Exercise brief
Copy the entries from the start through the line containing "[[135, 22], [176, 3], [114, 76], [160, 2], [199, 65]]", inclusive, keeping each request unchanged and shifting every x and y coordinate in the answers up by 20.

Records to use
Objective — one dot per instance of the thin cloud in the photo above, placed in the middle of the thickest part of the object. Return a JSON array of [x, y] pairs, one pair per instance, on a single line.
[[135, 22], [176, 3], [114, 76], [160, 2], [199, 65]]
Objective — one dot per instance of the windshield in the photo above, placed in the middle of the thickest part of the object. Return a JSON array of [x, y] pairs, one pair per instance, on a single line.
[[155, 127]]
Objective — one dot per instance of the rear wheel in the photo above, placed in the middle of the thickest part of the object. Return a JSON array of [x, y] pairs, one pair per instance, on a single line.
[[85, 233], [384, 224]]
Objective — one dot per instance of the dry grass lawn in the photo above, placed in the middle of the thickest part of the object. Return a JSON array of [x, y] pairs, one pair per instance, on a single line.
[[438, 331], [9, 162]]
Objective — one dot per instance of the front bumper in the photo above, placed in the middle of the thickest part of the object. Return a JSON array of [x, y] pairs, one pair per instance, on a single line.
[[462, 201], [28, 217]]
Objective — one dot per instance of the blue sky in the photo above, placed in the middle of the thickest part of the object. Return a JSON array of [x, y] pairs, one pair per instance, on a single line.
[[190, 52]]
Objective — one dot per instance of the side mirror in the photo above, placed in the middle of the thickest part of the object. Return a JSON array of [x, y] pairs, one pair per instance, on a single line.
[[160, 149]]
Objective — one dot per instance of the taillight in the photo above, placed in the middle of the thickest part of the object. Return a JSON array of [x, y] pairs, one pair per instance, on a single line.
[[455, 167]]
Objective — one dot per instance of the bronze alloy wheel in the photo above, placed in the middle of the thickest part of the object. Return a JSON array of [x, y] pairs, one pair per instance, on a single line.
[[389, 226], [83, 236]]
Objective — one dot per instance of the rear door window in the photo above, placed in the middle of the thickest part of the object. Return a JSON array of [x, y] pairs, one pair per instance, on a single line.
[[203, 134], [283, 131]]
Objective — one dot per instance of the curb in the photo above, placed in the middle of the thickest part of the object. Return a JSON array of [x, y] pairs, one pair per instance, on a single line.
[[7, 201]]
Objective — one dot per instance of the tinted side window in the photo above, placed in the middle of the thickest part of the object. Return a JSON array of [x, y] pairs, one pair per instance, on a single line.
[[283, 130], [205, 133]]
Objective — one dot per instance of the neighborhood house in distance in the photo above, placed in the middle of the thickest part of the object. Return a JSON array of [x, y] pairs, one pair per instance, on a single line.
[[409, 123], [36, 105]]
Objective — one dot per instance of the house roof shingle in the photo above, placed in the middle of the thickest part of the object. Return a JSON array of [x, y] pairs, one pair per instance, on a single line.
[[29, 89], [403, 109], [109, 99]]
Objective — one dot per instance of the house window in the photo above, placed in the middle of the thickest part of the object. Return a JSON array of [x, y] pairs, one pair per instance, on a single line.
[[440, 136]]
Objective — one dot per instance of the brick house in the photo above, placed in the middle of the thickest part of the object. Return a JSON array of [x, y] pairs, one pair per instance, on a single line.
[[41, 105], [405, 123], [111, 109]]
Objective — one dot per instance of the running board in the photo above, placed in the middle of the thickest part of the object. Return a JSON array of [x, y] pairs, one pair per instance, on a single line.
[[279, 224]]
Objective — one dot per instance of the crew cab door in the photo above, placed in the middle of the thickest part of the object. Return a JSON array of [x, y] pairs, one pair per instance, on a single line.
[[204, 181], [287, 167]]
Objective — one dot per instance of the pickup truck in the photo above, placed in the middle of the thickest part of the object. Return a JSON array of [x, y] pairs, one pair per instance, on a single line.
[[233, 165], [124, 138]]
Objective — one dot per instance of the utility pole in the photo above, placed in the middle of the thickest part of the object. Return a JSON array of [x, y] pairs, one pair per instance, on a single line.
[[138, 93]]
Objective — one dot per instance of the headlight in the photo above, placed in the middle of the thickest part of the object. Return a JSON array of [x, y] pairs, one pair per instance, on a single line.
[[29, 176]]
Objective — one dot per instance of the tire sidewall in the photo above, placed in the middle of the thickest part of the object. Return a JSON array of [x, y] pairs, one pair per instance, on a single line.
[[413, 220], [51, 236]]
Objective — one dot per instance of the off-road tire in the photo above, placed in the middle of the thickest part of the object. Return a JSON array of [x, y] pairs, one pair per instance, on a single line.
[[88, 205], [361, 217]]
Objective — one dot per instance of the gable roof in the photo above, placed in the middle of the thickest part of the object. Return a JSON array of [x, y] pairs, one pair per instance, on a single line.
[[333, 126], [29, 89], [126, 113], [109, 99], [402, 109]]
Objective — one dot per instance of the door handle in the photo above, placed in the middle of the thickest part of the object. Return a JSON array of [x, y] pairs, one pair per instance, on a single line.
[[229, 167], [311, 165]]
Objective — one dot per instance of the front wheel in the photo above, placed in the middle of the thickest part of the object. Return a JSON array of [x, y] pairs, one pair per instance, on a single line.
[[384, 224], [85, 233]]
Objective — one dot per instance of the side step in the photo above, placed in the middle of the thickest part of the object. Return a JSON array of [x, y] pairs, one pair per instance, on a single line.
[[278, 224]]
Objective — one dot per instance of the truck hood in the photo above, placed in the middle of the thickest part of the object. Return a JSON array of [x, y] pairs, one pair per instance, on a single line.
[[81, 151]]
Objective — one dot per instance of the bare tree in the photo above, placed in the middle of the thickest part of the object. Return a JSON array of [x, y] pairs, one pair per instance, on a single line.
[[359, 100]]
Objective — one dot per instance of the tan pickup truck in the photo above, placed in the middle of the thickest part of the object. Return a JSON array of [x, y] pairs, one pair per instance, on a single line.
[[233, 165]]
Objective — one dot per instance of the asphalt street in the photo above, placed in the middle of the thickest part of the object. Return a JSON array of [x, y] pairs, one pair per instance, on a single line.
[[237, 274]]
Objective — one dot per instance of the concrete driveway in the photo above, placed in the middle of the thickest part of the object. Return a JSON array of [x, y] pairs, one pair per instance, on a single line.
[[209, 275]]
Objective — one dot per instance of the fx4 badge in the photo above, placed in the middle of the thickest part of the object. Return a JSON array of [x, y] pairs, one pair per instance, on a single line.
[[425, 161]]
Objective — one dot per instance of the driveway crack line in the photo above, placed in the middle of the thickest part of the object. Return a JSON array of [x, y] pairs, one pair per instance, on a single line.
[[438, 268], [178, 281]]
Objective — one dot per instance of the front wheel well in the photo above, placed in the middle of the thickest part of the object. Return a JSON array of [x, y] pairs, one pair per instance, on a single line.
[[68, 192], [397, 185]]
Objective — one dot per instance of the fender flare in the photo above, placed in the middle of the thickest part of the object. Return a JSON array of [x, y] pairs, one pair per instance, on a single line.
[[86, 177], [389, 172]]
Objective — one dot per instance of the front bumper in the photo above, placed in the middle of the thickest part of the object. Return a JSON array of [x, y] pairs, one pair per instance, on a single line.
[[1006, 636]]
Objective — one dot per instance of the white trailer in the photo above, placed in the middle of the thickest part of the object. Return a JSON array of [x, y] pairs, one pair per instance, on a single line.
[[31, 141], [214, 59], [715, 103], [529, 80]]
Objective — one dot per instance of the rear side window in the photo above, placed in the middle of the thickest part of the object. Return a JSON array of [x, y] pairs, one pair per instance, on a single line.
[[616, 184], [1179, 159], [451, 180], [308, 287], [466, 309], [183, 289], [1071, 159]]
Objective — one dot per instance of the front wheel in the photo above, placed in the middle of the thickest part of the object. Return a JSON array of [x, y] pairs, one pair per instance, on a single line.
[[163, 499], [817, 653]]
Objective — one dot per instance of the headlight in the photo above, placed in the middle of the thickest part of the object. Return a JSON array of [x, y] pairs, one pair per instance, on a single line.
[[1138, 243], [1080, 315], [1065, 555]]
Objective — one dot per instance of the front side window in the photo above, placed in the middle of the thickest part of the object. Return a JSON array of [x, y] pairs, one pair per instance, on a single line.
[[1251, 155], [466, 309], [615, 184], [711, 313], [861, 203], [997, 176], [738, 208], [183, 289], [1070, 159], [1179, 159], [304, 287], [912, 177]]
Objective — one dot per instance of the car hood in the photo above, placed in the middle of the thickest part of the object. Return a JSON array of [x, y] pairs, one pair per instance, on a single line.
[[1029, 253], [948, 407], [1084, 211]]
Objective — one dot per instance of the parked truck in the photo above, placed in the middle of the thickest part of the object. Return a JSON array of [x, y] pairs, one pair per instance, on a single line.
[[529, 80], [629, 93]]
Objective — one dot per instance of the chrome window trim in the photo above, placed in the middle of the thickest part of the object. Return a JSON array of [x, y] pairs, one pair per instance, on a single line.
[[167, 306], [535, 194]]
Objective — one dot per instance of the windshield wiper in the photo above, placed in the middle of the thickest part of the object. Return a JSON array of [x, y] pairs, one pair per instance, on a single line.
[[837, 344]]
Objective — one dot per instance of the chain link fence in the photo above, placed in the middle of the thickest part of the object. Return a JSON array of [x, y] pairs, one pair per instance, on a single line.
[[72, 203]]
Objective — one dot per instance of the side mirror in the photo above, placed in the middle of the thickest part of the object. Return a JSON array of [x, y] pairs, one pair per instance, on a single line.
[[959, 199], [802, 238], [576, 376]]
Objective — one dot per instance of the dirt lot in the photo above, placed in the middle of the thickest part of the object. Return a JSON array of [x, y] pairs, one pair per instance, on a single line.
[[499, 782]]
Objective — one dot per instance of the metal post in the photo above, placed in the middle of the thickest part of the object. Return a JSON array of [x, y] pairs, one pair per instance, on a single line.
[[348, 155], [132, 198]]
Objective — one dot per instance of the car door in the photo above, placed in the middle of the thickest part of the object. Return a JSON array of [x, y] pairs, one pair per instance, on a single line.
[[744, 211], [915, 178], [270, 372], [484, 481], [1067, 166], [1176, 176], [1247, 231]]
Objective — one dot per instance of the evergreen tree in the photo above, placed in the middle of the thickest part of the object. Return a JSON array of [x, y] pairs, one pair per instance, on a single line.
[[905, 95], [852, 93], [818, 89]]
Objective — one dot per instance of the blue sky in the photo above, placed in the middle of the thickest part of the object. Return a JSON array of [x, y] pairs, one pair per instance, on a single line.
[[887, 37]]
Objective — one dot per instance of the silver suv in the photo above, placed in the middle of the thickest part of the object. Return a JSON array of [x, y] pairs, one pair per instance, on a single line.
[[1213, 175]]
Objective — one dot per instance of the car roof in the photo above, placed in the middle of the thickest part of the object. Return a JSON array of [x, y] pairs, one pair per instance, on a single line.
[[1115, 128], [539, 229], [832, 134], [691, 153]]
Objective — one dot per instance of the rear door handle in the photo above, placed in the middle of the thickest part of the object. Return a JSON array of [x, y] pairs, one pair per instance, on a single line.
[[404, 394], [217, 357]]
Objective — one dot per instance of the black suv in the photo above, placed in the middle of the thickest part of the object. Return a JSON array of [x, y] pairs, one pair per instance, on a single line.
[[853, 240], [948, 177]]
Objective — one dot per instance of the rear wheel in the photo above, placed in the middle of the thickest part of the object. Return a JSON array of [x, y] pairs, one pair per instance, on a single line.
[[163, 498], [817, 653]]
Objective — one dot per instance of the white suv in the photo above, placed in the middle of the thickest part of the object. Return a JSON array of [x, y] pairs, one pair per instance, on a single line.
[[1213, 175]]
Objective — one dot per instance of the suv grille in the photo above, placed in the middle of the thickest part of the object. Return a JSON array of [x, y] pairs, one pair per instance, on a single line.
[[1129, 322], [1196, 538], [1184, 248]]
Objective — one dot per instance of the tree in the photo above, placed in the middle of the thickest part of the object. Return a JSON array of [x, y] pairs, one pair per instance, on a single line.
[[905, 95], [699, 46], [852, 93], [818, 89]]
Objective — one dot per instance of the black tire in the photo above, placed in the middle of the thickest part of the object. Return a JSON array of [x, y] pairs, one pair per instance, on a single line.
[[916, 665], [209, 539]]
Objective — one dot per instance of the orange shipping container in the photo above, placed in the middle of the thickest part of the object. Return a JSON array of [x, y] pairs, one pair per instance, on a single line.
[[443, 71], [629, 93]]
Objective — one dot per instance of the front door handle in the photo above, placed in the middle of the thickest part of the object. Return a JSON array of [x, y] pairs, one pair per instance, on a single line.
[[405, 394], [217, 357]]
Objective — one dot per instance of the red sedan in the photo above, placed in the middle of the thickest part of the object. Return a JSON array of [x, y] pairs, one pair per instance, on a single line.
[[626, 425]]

Solution to the exercise
Objective — one dot per instance of the thin cloud in the photo above, placed in the middle of the thickest part of the object. Return a JSON array of [x, y] pairs, one pair per instance, on a single line.
[[155, 42], [196, 23], [134, 96], [180, 22], [219, 85]]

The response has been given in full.